Problem requirements:
Retype the material below. Keep every word exactly as it is.

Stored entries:
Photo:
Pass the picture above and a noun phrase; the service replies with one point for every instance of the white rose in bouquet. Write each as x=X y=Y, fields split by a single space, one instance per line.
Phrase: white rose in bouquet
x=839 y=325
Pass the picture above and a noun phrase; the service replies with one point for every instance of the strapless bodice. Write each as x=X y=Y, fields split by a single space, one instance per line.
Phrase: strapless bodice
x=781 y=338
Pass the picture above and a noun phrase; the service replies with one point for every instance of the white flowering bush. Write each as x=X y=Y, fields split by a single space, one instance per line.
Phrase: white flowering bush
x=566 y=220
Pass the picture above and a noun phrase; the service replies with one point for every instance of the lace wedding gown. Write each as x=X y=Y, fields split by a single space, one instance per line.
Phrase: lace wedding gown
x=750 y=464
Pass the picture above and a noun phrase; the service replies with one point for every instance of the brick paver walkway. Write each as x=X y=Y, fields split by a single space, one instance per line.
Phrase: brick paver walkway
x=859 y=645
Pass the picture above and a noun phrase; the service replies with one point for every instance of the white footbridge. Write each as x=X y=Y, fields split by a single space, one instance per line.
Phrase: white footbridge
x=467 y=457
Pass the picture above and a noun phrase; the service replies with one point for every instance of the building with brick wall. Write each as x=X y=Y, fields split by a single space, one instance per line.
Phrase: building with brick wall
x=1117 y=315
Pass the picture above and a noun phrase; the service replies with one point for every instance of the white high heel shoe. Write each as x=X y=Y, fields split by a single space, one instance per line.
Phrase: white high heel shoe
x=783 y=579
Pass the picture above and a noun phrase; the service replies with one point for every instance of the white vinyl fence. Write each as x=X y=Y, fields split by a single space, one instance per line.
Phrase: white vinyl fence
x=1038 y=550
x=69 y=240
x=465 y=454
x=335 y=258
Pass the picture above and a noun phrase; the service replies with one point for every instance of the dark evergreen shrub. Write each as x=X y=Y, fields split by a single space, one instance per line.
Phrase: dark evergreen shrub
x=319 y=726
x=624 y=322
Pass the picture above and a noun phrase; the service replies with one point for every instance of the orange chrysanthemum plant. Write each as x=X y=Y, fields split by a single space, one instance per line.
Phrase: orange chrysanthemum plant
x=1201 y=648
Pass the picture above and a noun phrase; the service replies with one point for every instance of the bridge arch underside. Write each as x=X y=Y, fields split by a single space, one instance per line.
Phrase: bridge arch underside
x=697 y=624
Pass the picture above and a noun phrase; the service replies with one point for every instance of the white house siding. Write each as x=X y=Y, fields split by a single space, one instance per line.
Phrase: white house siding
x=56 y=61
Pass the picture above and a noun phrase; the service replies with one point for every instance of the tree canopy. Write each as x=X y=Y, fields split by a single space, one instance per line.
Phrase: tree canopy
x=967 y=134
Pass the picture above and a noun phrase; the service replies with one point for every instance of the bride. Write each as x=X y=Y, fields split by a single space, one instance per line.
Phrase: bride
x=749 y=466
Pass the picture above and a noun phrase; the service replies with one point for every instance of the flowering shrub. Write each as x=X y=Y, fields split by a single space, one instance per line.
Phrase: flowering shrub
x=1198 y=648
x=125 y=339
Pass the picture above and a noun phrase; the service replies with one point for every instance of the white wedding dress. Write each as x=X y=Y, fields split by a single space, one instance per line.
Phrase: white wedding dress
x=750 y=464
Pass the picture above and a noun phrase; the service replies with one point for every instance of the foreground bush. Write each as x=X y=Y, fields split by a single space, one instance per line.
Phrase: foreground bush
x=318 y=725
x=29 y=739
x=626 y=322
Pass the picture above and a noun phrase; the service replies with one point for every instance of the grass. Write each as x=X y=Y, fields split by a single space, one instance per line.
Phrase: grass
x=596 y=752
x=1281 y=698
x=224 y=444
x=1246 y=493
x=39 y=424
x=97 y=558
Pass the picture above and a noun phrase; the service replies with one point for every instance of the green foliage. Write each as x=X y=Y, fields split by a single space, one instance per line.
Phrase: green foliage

Result of the exercise:
Photo:
Pass the picture above and a noun phrase; the service replies with one point for every instance of the white rose in bouquet. Write each as x=X y=Y, fields split by a single space, one instance per line.
Phrase: white rose in bouquet
x=839 y=325
Pass the picture above and a noun phrase; the service replies with one point for every instance of the strapless bodice. Write each as x=X y=Y, fields split by a single space, one instance per line.
Phrase: strapless bodice
x=781 y=338
Pass the picture above and a noun phrase; the service replies with one point for every instance of the white flowering bush. Write each as x=X y=Y, fields split by a single space, one instance per line.
Phrase: white flowering bush
x=566 y=220
Pass the picture above and a noun phrase; the service replies with one point for every instance of the lace wedding gown. Write each as x=X y=Y, fields split by a single space, one instance per line.
Phrase: lace wedding gown
x=750 y=464
Pass the picture above and a noun phrase; the service replies with one point for every instance of the brick paver walkway. Write each as x=X y=Y, fields split by a single space, one instance per line.
Phrase: brick paver walkway
x=859 y=645
Pass the picture above and a noun phrase; the service replies with one point for every instance of the white footbridge. Write each as x=X y=Y, fields split by a single space, one instance per line.
Phrase: white footbridge
x=467 y=457
Pass the picture above and a noun phrase; the service replies with one point for every instance of the building with brick wall. Write each as x=X y=Y, fields split by a single space, one instance per line.
Phrase: building with brick wall
x=1117 y=315
Pass the picture above and a noun phrase; the service replies with one point for every instance of the white high heel shoe. Write each as x=X y=Y, fields split by a single space, one instance per line.
Phrase: white high heel shoe
x=783 y=579
Pass the picture above and a noun phrase; the service replies with one point for every instance of the white vinyl fence. Write each as x=X y=Y, fields split by a single space, one instance per line.
Phrase: white vinyl fence
x=1038 y=550
x=69 y=240
x=465 y=454
x=335 y=258
Pass the picture above and a noun phrase; the service replies with one point for every instance of the dark evergreen shrub. Write each as x=X y=Y, fields split by a single space, one instance per line.
Phrase: dark evergreen shrub
x=319 y=726
x=624 y=322
Pass the picture above and a noun phrase; the service replies with one point for every instance of the orange chrysanthemum plant. Write each as x=X y=Y, fields split by a single space, one instance per line.
Phrase: orange chrysanthemum plant
x=1201 y=648
Pass the picture above and a noun phrase; the service replies with one point for every instance of the bridge arch underside. Write each as x=X y=Y, fields split by a single space, one instance per line.
Phrase: bridge arch underside
x=697 y=624
Pass the picture above and a noun phrase; the service replies with one point for every instance of the white house siding. Write each as x=X y=Y, fields split by a single space, one instance per line.
Phrase: white house siding
x=56 y=61
Pass the picture above and a noun phrase; the service replies with one point for every instance of the tree canopy. Write each as x=X y=Y, fields split by a single space, one instance per line.
Phrase: tree canopy
x=967 y=134
Pass the picture above and a noun phrase; the service replies with one point for every instance of the bride. Write each as x=X y=Y, fields split by a single space, one instance per line.
Phrase: bride
x=749 y=466
Pass the picture above and a noun phrase; the service replies with one point for every instance of the flowering shrub. Write each as x=X y=Y, fields split by a single space, one instance per line.
Phrase: flowering shrub
x=1198 y=648
x=125 y=339
Pass the picture above and a noun phrase; the service replies with one point for every instance of the white wedding dress. Write each as x=X y=Y, fields split by a single space, one instance per line.
Phrase: white wedding dress
x=750 y=464
Pass the picture above and a noun phrase; the service replies with one point for every instance of the foreground bush. Write each as x=X y=Y, fields split by a single space, one instance per line.
Phrase: foreground bush
x=318 y=725
x=29 y=739
x=626 y=322
Pass the picture above and a noun phrase; the service replies with one point for every instance of the grass. Write each as x=X y=Y, fields split by a single space, one instance per line.
Phrase: grass
x=596 y=752
x=1281 y=698
x=224 y=444
x=1246 y=493
x=39 y=424
x=97 y=558
Pass the picture above and a noun phrase; the service replies with one point for every instance of the green foliage. Write each as x=X y=Y, fields split by a single space, one instance per line.
Phrase: green foliage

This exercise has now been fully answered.